# Passage

● ● ● ●

Home > Buck Up, The Word Hates Us More Than Ever. Why The Left Was Right After All

Buck Up, The Word Hates Us More Than Ever. Why The Left Was Right After All

by Open-Publishing - Thursday 24 March 2005
7 comments

Wars and conflicts International USA Ted Rall

http://www.uexpress.com/tedrall/

Buck Up, The Word Hates Us More Than Ever
Why The Left Was Right After All
Ted Rall
March 22, 2005

NEW YORK-Liberals have their faults, but no one can accuse them of being pigheaded. Two years after left-of-Bush Americans marched against the invasion of Iraq and a year after the Administration admitted it had lied about Saddam’s non-existent weapons of mass destruction and ties to Al Qaeda, the sprouting of a few protodemocratic weeds in the microscopically-cracked cement of Arab dictatorship has prompted them to wonder whether the neoconservatives maybe did the right thing after all by going into Iraq.

● ● ● ●

# Data section

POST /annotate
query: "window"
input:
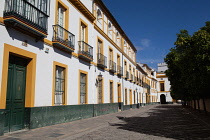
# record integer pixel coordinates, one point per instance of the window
(111, 91)
(130, 96)
(60, 21)
(59, 85)
(100, 91)
(118, 60)
(126, 97)
(83, 32)
(100, 49)
(110, 28)
(162, 87)
(110, 54)
(83, 88)
(125, 67)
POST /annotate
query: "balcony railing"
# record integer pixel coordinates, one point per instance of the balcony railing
(85, 51)
(63, 39)
(112, 66)
(25, 16)
(119, 70)
(127, 75)
(102, 60)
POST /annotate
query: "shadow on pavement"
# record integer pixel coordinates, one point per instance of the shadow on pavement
(170, 121)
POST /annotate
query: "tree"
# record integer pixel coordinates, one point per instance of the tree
(189, 65)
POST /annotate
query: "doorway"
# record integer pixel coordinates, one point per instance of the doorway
(162, 99)
(15, 98)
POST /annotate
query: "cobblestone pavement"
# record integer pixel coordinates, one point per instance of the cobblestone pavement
(154, 122)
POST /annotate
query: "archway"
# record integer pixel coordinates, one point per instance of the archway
(162, 99)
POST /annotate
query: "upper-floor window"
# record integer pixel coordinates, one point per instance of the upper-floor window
(110, 28)
(83, 32)
(83, 88)
(99, 16)
(59, 85)
(162, 87)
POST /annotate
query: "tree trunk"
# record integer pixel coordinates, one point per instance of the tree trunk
(198, 106)
(204, 106)
(194, 104)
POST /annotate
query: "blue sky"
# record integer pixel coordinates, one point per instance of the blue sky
(152, 25)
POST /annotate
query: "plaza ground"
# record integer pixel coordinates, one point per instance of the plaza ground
(153, 122)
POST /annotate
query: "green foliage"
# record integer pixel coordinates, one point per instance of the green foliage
(189, 65)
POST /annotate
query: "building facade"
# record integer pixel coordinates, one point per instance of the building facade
(62, 61)
(163, 87)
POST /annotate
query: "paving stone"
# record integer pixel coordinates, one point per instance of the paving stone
(154, 122)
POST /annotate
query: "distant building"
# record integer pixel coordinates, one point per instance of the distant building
(163, 87)
(62, 61)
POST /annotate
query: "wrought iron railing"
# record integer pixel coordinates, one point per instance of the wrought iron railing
(85, 49)
(119, 70)
(112, 66)
(63, 36)
(102, 60)
(26, 12)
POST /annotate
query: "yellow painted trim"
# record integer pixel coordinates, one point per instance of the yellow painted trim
(126, 96)
(130, 96)
(111, 81)
(46, 41)
(82, 9)
(27, 25)
(66, 81)
(111, 52)
(30, 75)
(86, 98)
(162, 91)
(86, 30)
(102, 49)
(114, 44)
(161, 76)
(1, 20)
(119, 99)
(118, 60)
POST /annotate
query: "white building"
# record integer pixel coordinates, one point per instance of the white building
(65, 60)
(163, 87)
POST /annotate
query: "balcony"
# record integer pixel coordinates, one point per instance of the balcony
(102, 60)
(85, 51)
(119, 71)
(63, 39)
(112, 66)
(25, 17)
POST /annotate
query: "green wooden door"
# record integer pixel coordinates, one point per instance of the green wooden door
(15, 102)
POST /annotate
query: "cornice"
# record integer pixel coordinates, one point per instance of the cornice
(114, 21)
(81, 7)
(113, 43)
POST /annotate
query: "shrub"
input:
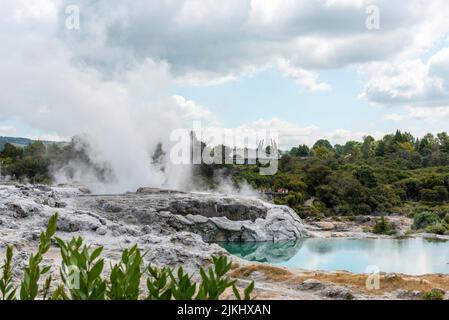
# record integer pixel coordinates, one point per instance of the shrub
(81, 276)
(434, 294)
(424, 219)
(383, 226)
(437, 229)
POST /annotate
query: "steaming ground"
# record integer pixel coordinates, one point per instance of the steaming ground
(173, 227)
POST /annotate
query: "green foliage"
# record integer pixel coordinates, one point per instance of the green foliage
(124, 281)
(81, 275)
(434, 294)
(7, 290)
(425, 219)
(159, 283)
(29, 287)
(81, 270)
(438, 228)
(383, 226)
(214, 282)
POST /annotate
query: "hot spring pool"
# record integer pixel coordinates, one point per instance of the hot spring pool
(413, 256)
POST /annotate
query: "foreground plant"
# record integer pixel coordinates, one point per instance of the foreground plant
(81, 270)
(7, 290)
(81, 276)
(29, 287)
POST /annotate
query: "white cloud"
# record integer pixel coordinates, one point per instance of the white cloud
(306, 79)
(193, 111)
(209, 42)
(392, 117)
(7, 130)
(429, 114)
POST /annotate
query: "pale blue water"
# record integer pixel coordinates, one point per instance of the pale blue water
(410, 256)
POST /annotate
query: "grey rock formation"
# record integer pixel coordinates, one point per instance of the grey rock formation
(175, 228)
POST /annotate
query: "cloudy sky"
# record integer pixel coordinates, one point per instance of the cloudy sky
(308, 68)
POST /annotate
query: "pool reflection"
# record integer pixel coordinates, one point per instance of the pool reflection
(410, 256)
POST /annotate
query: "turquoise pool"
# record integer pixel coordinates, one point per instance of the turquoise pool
(414, 256)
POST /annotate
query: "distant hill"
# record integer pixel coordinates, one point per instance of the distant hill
(20, 142)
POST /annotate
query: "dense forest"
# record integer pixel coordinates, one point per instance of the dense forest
(37, 161)
(397, 174)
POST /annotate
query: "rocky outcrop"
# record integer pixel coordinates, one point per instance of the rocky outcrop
(173, 227)
(214, 217)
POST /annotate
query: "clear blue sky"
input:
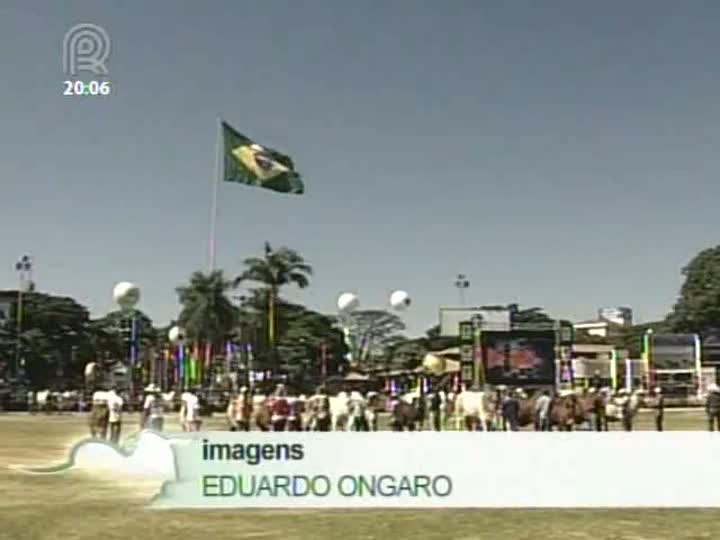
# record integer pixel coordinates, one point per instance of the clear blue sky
(560, 153)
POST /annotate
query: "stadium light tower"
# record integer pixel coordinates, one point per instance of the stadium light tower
(461, 284)
(23, 267)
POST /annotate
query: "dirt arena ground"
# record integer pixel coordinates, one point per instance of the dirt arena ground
(82, 507)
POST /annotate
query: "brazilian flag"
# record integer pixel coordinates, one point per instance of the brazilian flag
(247, 162)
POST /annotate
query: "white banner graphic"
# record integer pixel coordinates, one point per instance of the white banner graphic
(445, 470)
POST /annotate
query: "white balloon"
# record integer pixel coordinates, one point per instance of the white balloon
(433, 364)
(126, 295)
(400, 300)
(348, 302)
(176, 334)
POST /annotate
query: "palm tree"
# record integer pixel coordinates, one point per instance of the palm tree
(274, 270)
(207, 313)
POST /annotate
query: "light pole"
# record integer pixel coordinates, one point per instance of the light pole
(23, 267)
(461, 284)
(127, 295)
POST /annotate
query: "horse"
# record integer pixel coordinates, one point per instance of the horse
(565, 411)
(357, 419)
(340, 411)
(261, 413)
(475, 409)
(320, 413)
(406, 414)
(297, 409)
(372, 412)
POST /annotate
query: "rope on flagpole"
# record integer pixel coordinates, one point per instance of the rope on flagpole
(215, 186)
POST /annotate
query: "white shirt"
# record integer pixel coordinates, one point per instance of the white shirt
(115, 403)
(192, 407)
(154, 405)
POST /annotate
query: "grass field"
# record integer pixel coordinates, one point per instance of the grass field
(53, 508)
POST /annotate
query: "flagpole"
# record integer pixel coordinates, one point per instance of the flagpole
(215, 186)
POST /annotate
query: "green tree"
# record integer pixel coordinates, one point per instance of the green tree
(54, 336)
(697, 309)
(109, 335)
(273, 271)
(207, 314)
(375, 331)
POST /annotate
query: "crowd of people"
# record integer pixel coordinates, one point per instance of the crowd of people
(499, 409)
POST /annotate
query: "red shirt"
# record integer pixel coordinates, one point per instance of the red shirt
(280, 407)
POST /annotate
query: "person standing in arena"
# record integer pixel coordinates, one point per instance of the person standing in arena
(542, 411)
(190, 411)
(99, 415)
(712, 407)
(600, 409)
(115, 405)
(511, 411)
(153, 409)
(280, 409)
(240, 411)
(659, 409)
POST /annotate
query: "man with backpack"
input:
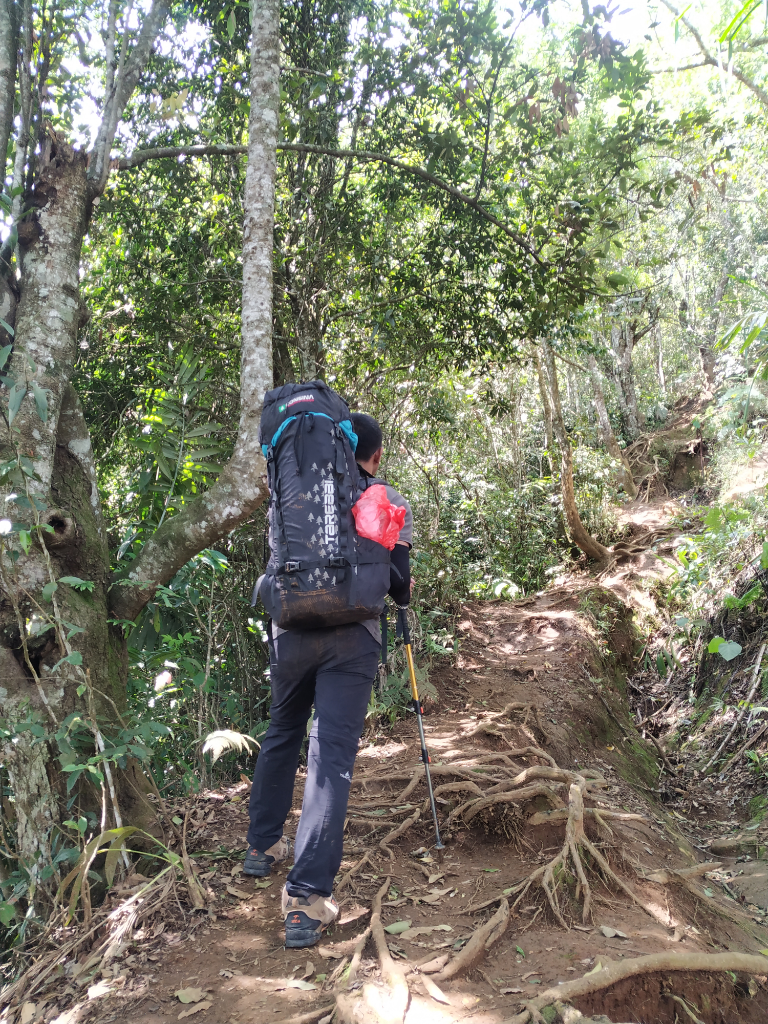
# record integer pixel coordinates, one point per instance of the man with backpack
(325, 589)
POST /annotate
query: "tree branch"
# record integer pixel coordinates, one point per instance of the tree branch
(118, 96)
(8, 45)
(712, 61)
(142, 156)
(242, 483)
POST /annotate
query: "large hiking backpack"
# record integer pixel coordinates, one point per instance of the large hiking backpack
(321, 571)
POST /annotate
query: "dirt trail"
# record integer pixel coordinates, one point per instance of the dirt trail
(557, 663)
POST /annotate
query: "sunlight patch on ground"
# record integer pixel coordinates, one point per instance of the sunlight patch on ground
(381, 752)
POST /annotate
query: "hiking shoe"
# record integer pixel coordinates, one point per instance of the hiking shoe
(259, 864)
(307, 918)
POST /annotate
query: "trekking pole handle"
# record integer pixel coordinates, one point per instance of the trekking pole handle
(402, 617)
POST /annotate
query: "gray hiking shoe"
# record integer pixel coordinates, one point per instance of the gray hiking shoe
(259, 864)
(307, 918)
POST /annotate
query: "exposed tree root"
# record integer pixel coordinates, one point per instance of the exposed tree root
(561, 813)
(308, 1018)
(377, 1004)
(396, 833)
(473, 807)
(617, 971)
(569, 862)
(353, 870)
(481, 940)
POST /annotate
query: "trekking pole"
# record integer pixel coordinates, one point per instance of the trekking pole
(402, 615)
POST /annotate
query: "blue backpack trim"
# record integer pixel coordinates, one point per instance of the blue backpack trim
(345, 425)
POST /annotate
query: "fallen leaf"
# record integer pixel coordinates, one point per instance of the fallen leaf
(28, 1013)
(240, 893)
(425, 930)
(397, 927)
(189, 994)
(437, 994)
(100, 988)
(194, 1010)
(328, 953)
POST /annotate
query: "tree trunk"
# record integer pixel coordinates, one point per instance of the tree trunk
(591, 547)
(606, 431)
(59, 654)
(544, 392)
(707, 352)
(623, 341)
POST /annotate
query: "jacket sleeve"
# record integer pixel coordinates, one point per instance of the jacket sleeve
(399, 574)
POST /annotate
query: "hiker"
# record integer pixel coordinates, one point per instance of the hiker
(331, 668)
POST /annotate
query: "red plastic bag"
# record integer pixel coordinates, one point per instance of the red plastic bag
(376, 517)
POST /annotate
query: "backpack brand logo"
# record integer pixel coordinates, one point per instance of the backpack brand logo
(299, 397)
(331, 521)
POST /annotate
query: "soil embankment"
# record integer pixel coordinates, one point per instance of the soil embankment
(532, 708)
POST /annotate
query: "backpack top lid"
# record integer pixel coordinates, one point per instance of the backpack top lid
(283, 404)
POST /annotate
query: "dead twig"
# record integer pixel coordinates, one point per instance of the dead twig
(754, 683)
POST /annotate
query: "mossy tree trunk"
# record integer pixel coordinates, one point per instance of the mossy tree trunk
(580, 534)
(62, 651)
(606, 431)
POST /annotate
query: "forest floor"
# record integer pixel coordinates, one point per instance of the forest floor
(558, 664)
(538, 690)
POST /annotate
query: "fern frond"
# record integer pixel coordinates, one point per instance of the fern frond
(223, 740)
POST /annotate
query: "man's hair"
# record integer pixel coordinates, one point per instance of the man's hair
(370, 437)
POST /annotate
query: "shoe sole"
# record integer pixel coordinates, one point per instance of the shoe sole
(258, 871)
(305, 933)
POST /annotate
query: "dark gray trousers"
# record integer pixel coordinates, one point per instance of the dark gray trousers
(332, 670)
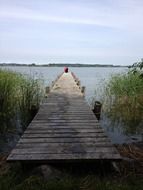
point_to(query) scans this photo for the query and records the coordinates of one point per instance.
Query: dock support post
(97, 109)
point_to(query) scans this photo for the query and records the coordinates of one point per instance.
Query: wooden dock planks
(64, 129)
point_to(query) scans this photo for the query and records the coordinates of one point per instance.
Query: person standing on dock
(66, 69)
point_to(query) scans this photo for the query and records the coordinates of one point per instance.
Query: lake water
(93, 78)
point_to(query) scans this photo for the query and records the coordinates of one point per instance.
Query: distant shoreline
(59, 65)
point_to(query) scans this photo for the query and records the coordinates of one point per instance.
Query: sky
(71, 31)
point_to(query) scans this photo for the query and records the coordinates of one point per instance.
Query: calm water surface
(93, 79)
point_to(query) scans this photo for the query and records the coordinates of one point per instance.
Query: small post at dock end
(97, 109)
(83, 89)
(47, 90)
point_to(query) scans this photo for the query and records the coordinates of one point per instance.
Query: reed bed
(123, 101)
(20, 96)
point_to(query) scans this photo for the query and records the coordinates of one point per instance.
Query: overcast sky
(73, 31)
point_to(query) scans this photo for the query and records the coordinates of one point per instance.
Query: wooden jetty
(64, 129)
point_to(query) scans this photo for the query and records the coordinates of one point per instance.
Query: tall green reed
(124, 100)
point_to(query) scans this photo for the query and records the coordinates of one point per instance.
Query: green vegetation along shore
(60, 65)
(20, 97)
(123, 99)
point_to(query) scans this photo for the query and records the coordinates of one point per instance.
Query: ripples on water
(93, 79)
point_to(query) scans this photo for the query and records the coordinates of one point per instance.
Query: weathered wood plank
(64, 129)
(62, 140)
(57, 157)
(64, 135)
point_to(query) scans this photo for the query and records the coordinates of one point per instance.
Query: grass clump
(18, 95)
(124, 100)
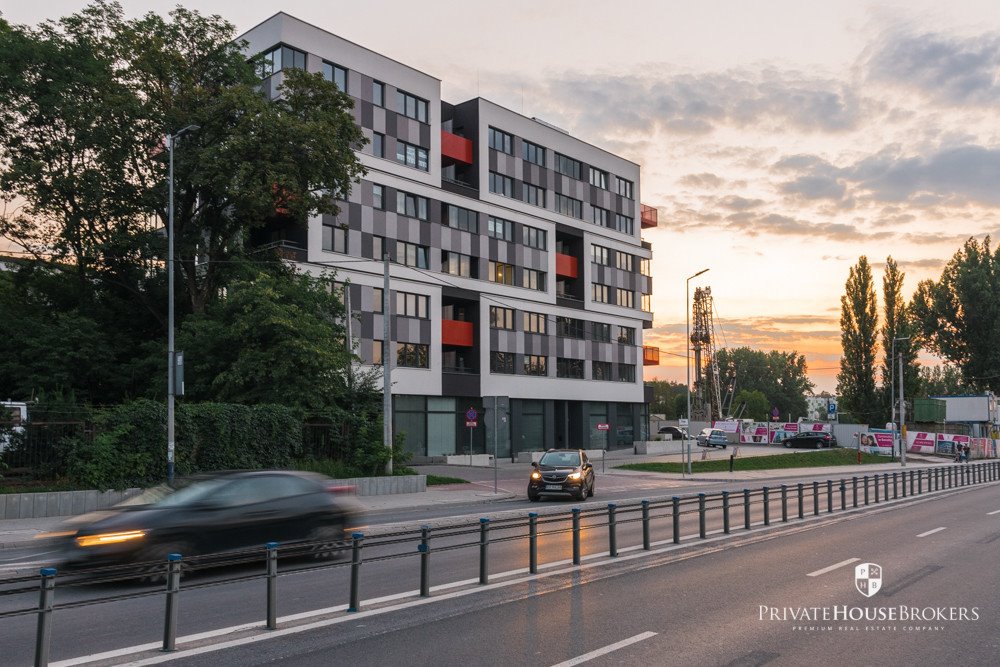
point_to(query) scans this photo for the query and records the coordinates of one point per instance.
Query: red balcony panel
(648, 216)
(455, 147)
(455, 332)
(566, 266)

● ● ● ●

# Your tasks
A – From the Ted Rall column, extract the passage starting at "http://www.uexpress.com/tedrall/" and ending at "going into Iraq.".
B – Count the lines of the listing that contain the string "trousers", and reply with only the number.

# Replies
A –
http://www.uexpress.com/tedrall/

Buck Up, The Word Hates Us More Than Ever
Why The Left Was Right After All
Ted Rall
March 22, 2005

NEW YORK-Liberals have their faults, but no one can accuse them of being pigheaded. Two years after left-of-Bush Americans marched against the invasion of Iraq and a year after the Administration admitted it had lied about Saddam’s non-existent weapons of mass destruction and ties to Al Qaeda, the sprouting of a few protodemocratic weeds in the microscopically-cracked cement of Arab dictatorship has prompted them to wonder whether the neoconservatives maybe did the right thing after all by going into Iraq.

B – 2